**Work order:**
Reproduce verbatim the lines of the entries that run from the very first line through the line containing "positive clicks: (607, 416)", both included.

[Collected data entries]
++++
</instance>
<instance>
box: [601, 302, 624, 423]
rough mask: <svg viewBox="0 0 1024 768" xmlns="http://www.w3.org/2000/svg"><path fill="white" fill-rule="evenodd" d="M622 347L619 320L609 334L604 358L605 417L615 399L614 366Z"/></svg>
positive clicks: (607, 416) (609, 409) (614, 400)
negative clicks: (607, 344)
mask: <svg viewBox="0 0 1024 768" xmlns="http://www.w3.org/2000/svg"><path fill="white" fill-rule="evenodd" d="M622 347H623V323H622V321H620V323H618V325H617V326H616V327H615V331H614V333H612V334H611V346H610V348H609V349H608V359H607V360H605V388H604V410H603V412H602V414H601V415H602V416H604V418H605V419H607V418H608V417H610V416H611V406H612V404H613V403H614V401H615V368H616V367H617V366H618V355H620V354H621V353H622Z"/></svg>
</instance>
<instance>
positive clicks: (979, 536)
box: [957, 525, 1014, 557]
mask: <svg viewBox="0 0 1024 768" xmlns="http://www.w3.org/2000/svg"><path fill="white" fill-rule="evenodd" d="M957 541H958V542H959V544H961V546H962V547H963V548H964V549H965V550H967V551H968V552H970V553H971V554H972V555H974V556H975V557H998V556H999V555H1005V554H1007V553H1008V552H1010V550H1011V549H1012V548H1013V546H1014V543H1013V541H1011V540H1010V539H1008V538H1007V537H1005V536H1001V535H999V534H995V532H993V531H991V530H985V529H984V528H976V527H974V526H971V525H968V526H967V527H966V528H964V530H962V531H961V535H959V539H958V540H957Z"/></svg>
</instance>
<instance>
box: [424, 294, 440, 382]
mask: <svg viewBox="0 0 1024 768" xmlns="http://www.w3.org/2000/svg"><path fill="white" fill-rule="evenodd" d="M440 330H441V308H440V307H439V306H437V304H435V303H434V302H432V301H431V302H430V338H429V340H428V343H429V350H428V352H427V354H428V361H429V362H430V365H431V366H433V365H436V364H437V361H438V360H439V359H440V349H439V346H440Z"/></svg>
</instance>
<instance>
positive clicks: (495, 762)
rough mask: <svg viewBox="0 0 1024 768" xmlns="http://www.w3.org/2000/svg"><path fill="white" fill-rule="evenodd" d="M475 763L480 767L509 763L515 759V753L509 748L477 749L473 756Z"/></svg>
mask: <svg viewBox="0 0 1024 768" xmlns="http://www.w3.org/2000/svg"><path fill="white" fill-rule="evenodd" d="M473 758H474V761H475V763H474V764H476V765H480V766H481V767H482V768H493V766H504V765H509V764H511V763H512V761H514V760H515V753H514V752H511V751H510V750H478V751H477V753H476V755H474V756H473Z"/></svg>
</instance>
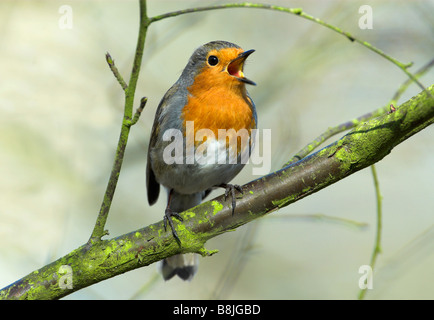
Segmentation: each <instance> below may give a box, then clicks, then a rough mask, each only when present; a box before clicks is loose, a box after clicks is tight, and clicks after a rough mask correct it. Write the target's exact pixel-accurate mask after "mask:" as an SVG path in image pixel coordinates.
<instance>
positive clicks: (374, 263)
mask: <svg viewBox="0 0 434 320" xmlns="http://www.w3.org/2000/svg"><path fill="white" fill-rule="evenodd" d="M371 172H372V177H373V178H374V187H375V197H376V198H377V229H376V239H375V244H374V250H373V251H372V256H371V263H370V266H371V269H372V270H374V267H375V263H376V262H377V257H378V254H379V253H381V226H382V199H383V198H382V196H381V193H380V185H379V182H378V176H377V170H376V169H375V165H374V164H373V165H372V166H371ZM366 291H367V290H366V289H361V290H360V292H359V300H363V298H364V297H365V294H366Z"/></svg>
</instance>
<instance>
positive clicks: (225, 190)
mask: <svg viewBox="0 0 434 320" xmlns="http://www.w3.org/2000/svg"><path fill="white" fill-rule="evenodd" d="M218 187H220V188H224V189H225V200H226V199H227V197H228V195H229V193H230V194H231V196H232V215H233V214H234V212H235V206H236V197H235V190H237V191H239V192H240V193H241V194H243V189H242V188H241V186H239V185H237V184H229V183H222V184H221V185H219V186H218Z"/></svg>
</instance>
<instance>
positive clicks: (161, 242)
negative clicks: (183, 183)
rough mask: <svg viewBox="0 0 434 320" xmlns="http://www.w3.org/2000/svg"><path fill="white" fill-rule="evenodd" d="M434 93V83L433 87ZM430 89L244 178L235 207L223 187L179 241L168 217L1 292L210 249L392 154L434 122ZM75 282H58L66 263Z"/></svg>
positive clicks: (24, 278)
mask: <svg viewBox="0 0 434 320" xmlns="http://www.w3.org/2000/svg"><path fill="white" fill-rule="evenodd" d="M427 90H429V91H430V93H431V95H432V94H433V93H434V85H432V86H431V87H429V88H428V89H427ZM431 95H429V94H428V93H427V92H426V91H423V92H421V93H419V94H418V95H417V96H415V97H413V98H412V99H410V100H408V101H407V102H405V103H404V104H402V105H401V106H400V107H399V108H396V111H395V112H393V113H386V114H384V115H382V116H380V117H378V118H375V119H371V120H369V121H367V122H364V123H362V124H361V125H359V126H358V127H357V128H355V129H353V130H352V131H351V132H349V133H348V134H346V135H345V136H343V137H342V138H341V139H339V140H338V141H336V142H334V143H332V144H330V145H329V146H327V147H325V148H323V149H321V150H319V151H317V152H316V153H314V154H312V155H310V156H308V157H306V158H304V159H302V160H300V161H298V162H296V163H294V164H292V165H290V166H287V167H285V168H283V169H281V170H279V171H276V172H274V173H271V174H269V175H267V176H264V177H262V178H259V179H257V180H254V181H251V182H250V183H247V184H246V185H244V186H243V190H244V195H243V197H242V199H239V200H238V201H237V209H236V212H235V214H234V215H232V210H231V207H230V206H229V203H228V202H229V201H230V199H228V201H225V199H224V195H222V196H220V197H217V198H215V199H213V200H210V201H208V202H205V203H203V204H201V205H199V206H197V207H194V208H192V209H189V210H187V211H185V212H183V213H181V215H182V217H183V219H184V222H183V223H178V222H175V228H176V231H177V233H178V235H179V238H180V239H181V243H182V245H181V246H180V245H179V244H178V243H177V241H176V240H175V239H174V238H173V236H172V234H171V232H165V231H164V226H163V221H160V222H158V223H155V224H153V225H150V226H148V227H146V228H142V229H139V230H137V231H134V232H131V233H128V234H125V235H122V236H120V237H117V238H113V239H110V240H100V241H98V242H95V243H93V244H92V245H91V244H85V245H83V246H81V247H79V248H78V249H76V250H74V251H72V252H71V253H69V254H67V255H66V256H64V257H62V258H60V259H58V260H57V261H55V262H53V263H51V264H49V265H47V266H45V267H42V268H41V269H39V270H36V271H34V272H32V273H30V274H29V275H27V276H25V277H24V278H22V279H20V280H18V281H16V282H14V283H13V284H11V285H9V286H8V287H6V288H4V289H2V290H0V299H56V298H61V297H63V296H65V295H68V294H70V293H72V292H75V291H77V290H80V289H81V288H84V287H87V286H89V285H92V284H94V283H97V282H99V281H102V280H105V279H108V278H111V277H114V276H116V275H119V274H122V273H124V272H127V271H131V270H133V269H136V268H139V267H143V266H147V265H149V264H151V263H154V262H157V261H159V260H161V259H163V258H166V257H169V256H172V255H174V254H178V253H187V252H196V253H200V254H202V255H211V254H213V253H215V252H216V251H208V250H206V249H205V247H204V245H205V243H206V242H207V241H208V240H209V239H211V238H213V237H216V236H218V235H220V234H222V233H225V232H227V231H230V230H233V229H235V228H237V227H239V226H241V225H243V224H246V223H248V222H250V221H252V220H254V219H257V218H259V217H262V216H264V215H266V214H268V213H271V212H273V211H276V210H278V209H280V208H282V207H285V206H287V205H289V204H291V203H293V202H295V201H297V200H299V199H302V198H304V197H307V196H309V195H311V194H313V193H315V192H317V191H319V190H321V189H323V188H325V187H327V186H329V185H331V184H333V183H335V182H337V181H339V180H341V179H343V178H345V177H347V176H349V175H351V174H353V173H355V172H357V171H359V170H361V169H363V168H366V167H368V166H370V165H372V164H374V163H376V162H378V161H380V160H381V159H383V158H384V157H385V156H386V155H388V154H389V153H390V152H391V150H392V149H393V148H394V147H395V146H396V145H398V144H400V143H402V142H403V141H405V140H406V139H408V138H409V137H411V136H412V135H414V134H416V133H418V132H419V131H421V130H422V129H424V128H426V127H427V126H429V125H431V124H432V123H434V99H433V98H431ZM65 265H67V266H69V267H70V269H71V270H72V282H73V286H72V288H70V289H68V288H65V287H64V286H61V285H59V284H60V282H61V280H62V277H63V270H64V268H63V267H64V266H65Z"/></svg>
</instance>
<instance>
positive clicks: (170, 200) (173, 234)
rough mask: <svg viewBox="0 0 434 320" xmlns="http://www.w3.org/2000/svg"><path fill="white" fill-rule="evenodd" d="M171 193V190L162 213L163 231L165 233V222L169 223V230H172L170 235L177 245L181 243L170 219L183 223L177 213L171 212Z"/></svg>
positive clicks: (166, 229)
mask: <svg viewBox="0 0 434 320" xmlns="http://www.w3.org/2000/svg"><path fill="white" fill-rule="evenodd" d="M172 192H173V189H172V190H170V192H169V198H168V199H167V207H166V210H165V211H164V220H163V221H164V230H165V231H167V221H169V225H170V228H171V229H172V234H173V236H174V237H175V239H176V241H177V242H178V243H181V240H179V237H178V234H177V233H176V230H175V227H174V226H173V221H172V217H175V218H176V219H178V220H179V221H183V219H182V217H181V216H180V215H179V213H178V212H175V211H173V210H172V209H170V201H171V200H172Z"/></svg>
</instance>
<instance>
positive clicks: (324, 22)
mask: <svg viewBox="0 0 434 320" xmlns="http://www.w3.org/2000/svg"><path fill="white" fill-rule="evenodd" d="M229 8H256V9H268V10H274V11H280V12H285V13H290V14H294V15H297V16H300V17H302V18H304V19H307V20H310V21H313V22H315V23H318V24H320V25H322V26H324V27H326V28H329V29H331V30H333V31H335V32H337V33H339V34H341V35H343V36H344V37H346V38H347V39H349V40H350V41H351V42H357V43H359V44H361V45H362V46H364V47H366V48H368V49H369V50H371V51H373V52H375V53H377V54H379V55H380V56H382V57H383V58H385V59H387V60H389V61H390V62H392V63H393V64H395V65H396V66H398V67H399V68H400V69H401V70H402V71H403V72H404V73H405V74H406V75H407V76H408V77H409V78H410V79H411V80H412V81H414V82H415V83H417V85H418V86H419V87H420V88H421V89H422V90H426V88H425V86H424V85H423V84H422V83H420V82H419V80H418V79H417V78H416V77H415V76H414V75H413V74H412V73H411V72H409V71H408V70H407V69H408V68H409V67H411V66H412V64H413V63H402V62H400V61H399V60H397V59H395V58H393V57H391V56H389V55H387V54H386V53H384V52H383V51H382V50H380V49H379V48H377V47H375V46H373V45H372V44H370V43H369V42H366V41H363V40H360V39H358V38H356V37H354V36H353V35H352V34H350V33H349V32H347V31H343V30H341V29H340V28H338V27H336V26H333V25H331V24H329V23H327V22H325V21H323V20H321V19H318V18H315V17H313V16H311V15H309V14H307V13H305V12H304V11H303V9H301V8H287V7H281V6H275V5H269V4H261V3H250V2H243V3H226V4H221V5H214V6H206V7H197V8H190V9H184V10H177V11H173V12H168V13H165V14H161V15H158V16H154V17H151V18H150V19H149V23H153V22H156V21H160V20H163V19H166V18H172V17H176V16H180V15H183V14H188V13H195V12H201V11H209V10H218V9H229ZM426 92H427V94H429V95H430V94H431V93H430V92H429V91H426Z"/></svg>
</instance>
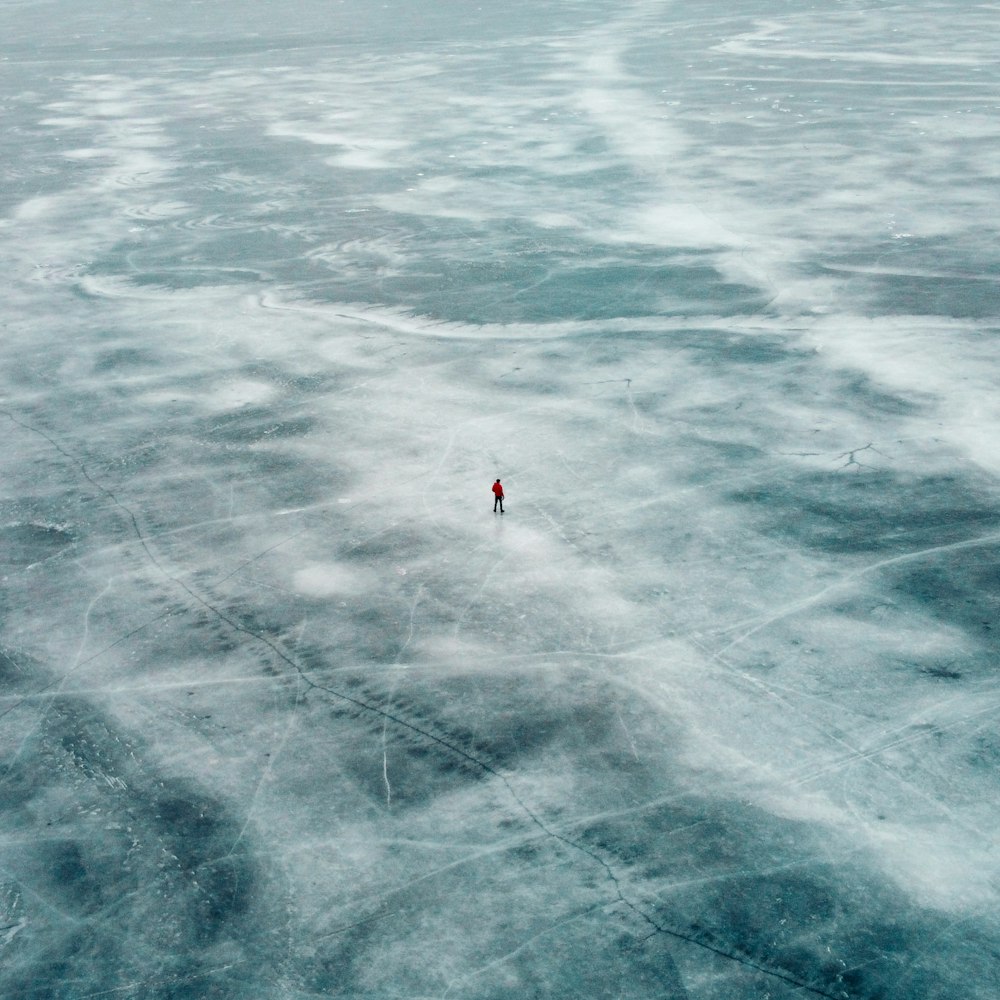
++++
**Expected answer:**
</instance>
<instance>
box: [601, 302, 624, 423]
rough mask: <svg viewBox="0 0 1024 768" xmlns="http://www.w3.org/2000/svg"><path fill="white" fill-rule="evenodd" d="M622 347L619 320L609 334L604 358L605 417L615 399L614 366Z"/></svg>
positive clicks: (607, 416) (609, 409) (614, 400)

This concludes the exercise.